### EXERCISE BRIEF
Read the listing and extract each line that includes the word "white".

### EXERCISE DATA
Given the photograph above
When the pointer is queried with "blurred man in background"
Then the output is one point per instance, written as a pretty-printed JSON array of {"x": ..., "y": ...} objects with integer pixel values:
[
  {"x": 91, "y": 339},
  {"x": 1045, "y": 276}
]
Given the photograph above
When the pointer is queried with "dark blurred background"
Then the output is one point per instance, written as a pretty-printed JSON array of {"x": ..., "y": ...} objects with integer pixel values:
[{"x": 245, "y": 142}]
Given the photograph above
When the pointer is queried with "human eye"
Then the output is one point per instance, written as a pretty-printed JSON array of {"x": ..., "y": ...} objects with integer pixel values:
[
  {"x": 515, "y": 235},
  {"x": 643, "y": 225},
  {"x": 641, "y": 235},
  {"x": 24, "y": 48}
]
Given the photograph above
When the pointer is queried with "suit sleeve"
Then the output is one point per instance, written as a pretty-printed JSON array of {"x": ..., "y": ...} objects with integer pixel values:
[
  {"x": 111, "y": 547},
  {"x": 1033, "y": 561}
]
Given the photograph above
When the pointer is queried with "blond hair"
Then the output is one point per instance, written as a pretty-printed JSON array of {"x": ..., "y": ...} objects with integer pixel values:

---

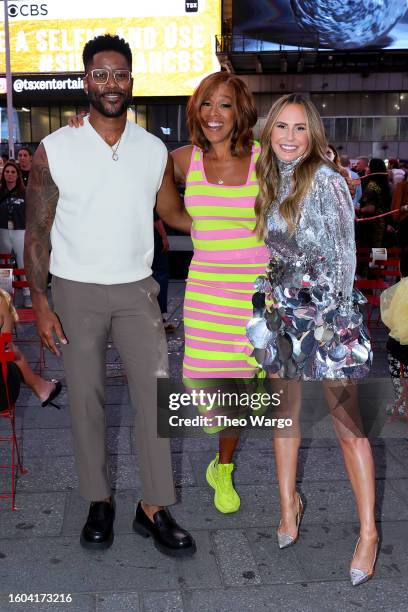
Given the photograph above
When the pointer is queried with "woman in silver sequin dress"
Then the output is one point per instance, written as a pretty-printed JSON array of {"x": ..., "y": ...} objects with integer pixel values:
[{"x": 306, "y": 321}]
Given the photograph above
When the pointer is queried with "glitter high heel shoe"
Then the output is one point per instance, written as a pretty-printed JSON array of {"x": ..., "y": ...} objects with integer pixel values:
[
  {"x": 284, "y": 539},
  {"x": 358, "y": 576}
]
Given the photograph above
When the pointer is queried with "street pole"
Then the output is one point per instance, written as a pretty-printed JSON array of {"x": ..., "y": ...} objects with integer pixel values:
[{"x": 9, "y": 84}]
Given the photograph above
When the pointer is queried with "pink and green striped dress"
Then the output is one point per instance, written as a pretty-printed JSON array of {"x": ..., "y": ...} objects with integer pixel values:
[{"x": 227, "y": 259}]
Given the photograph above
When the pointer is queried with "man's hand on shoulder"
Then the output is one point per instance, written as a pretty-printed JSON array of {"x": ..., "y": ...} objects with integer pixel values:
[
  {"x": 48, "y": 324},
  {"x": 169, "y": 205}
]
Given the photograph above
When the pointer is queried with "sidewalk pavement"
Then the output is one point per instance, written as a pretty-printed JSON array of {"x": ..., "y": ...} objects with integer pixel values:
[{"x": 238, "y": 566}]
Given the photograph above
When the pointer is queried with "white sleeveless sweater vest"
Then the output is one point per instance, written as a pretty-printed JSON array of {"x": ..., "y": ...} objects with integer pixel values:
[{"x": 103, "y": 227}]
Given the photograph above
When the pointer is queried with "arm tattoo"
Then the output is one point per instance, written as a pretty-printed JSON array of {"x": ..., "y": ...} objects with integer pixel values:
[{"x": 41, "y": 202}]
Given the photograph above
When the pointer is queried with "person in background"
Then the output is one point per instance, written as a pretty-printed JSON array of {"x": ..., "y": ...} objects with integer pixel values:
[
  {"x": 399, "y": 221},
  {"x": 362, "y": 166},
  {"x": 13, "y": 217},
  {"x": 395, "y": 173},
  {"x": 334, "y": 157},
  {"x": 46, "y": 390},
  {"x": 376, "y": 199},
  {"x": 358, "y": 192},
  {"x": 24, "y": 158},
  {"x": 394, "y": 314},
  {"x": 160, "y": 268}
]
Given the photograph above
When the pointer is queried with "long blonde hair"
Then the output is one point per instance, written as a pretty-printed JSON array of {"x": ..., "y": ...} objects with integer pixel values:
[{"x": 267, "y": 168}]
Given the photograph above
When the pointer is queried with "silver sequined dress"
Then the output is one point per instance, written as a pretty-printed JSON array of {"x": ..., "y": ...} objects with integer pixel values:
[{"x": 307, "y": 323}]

* * *

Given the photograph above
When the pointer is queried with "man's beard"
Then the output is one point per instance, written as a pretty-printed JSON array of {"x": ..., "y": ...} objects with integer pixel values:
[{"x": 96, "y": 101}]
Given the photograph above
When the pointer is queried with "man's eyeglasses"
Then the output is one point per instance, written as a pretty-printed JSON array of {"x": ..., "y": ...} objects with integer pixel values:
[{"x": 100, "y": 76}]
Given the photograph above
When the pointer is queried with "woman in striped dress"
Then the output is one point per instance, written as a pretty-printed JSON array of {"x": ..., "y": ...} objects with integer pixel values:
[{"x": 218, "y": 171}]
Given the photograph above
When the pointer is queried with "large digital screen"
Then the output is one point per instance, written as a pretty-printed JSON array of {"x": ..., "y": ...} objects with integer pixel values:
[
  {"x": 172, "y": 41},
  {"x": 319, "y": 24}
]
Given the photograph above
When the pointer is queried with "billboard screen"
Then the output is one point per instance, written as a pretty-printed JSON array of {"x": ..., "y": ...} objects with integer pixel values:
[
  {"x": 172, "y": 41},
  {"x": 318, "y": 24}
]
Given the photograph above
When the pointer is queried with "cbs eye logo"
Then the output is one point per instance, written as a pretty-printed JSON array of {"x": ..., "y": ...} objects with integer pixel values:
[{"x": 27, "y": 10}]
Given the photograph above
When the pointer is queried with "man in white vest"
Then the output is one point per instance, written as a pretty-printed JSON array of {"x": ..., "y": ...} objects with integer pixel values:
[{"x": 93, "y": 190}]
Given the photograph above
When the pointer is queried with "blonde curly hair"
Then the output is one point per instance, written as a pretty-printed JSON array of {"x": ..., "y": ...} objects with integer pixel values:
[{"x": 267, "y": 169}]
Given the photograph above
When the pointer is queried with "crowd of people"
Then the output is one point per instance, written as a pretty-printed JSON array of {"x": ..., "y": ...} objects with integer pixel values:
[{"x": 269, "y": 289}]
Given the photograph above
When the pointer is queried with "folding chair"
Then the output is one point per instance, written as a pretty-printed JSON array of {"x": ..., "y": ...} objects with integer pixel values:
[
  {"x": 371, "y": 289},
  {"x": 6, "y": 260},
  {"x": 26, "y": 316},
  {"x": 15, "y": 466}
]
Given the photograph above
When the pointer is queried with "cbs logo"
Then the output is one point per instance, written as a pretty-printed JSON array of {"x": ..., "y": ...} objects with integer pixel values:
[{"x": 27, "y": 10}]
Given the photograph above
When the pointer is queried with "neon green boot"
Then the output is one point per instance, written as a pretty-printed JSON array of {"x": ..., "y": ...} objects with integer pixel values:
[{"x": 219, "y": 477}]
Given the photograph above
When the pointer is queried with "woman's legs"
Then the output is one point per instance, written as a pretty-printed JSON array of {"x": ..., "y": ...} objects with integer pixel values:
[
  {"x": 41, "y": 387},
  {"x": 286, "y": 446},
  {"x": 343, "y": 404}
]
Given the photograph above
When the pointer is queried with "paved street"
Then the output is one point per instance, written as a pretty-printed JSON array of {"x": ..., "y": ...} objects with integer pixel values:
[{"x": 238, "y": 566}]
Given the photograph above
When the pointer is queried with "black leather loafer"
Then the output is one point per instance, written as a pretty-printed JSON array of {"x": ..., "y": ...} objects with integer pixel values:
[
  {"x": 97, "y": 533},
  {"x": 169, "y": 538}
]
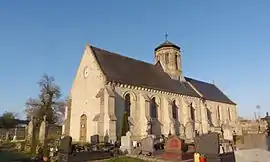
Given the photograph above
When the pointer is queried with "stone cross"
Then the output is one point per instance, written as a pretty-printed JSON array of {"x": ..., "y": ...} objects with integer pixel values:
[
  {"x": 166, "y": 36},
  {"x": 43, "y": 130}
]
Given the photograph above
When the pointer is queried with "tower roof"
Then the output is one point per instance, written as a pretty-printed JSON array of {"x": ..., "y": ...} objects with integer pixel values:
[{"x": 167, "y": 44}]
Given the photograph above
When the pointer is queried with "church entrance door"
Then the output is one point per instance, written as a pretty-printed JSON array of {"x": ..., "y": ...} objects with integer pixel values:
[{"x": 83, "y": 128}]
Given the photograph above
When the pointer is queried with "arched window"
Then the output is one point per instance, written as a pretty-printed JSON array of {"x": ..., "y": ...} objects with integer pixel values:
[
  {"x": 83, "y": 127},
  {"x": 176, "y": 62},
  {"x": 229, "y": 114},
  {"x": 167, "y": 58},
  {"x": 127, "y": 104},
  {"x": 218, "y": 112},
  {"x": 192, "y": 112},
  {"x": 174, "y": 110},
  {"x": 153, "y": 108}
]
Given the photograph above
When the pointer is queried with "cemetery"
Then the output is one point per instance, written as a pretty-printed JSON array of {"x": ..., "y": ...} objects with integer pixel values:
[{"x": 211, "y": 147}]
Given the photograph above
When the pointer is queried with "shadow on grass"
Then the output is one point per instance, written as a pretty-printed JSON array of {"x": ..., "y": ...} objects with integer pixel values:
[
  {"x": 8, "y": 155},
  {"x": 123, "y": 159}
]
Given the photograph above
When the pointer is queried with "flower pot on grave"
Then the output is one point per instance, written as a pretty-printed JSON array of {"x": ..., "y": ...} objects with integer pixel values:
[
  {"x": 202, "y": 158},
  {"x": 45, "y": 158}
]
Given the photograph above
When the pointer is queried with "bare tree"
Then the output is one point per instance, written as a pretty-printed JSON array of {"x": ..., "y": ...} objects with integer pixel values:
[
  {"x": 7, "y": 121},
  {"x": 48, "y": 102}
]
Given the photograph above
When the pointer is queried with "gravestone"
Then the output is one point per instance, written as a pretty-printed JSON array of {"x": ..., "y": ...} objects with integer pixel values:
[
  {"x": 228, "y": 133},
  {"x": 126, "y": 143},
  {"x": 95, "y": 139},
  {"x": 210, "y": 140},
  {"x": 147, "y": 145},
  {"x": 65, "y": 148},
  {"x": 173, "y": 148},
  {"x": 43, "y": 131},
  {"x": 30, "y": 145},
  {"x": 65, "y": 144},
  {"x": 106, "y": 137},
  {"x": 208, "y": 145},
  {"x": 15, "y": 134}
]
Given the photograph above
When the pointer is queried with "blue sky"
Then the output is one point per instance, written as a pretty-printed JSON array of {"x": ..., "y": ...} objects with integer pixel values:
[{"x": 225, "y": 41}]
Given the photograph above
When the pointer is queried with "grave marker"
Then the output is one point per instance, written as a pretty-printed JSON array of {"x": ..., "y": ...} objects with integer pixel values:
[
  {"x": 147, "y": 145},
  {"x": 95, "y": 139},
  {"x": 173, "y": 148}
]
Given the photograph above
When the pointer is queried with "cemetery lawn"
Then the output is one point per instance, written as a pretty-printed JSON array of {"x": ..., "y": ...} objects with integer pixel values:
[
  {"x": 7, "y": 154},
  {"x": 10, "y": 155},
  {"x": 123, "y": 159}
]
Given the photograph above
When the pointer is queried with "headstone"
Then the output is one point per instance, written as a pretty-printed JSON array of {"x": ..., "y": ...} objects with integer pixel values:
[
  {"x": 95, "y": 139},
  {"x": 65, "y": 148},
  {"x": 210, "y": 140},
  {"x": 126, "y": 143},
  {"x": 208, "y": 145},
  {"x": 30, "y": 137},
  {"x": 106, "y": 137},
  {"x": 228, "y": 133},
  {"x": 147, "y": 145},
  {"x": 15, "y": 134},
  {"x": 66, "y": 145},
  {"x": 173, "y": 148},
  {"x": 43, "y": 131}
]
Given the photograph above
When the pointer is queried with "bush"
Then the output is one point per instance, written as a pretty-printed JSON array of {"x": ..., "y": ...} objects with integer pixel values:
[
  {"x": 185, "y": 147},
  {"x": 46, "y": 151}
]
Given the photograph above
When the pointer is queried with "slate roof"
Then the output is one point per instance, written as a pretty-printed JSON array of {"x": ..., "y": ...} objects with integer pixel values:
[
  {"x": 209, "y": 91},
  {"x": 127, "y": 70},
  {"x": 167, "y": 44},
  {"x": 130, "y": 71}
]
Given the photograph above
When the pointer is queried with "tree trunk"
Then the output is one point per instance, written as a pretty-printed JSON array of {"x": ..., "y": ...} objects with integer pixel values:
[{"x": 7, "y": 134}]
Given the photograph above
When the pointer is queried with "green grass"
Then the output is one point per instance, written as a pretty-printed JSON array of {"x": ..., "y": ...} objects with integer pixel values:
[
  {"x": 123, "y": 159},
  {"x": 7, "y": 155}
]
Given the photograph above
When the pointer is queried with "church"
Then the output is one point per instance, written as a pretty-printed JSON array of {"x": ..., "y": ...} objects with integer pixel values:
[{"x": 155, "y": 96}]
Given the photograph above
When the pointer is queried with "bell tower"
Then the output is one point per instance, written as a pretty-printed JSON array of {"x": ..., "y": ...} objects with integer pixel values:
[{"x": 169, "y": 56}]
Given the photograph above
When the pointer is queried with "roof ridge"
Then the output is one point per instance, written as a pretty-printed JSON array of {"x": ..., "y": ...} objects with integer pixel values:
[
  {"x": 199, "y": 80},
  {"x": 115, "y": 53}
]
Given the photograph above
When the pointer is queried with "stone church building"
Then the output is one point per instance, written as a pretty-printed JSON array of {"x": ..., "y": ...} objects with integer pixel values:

### WRITTEN ANSWER
When the pointer is queried with "white sleeveless sweater vest"
When the pointer is queried with "man in white vest"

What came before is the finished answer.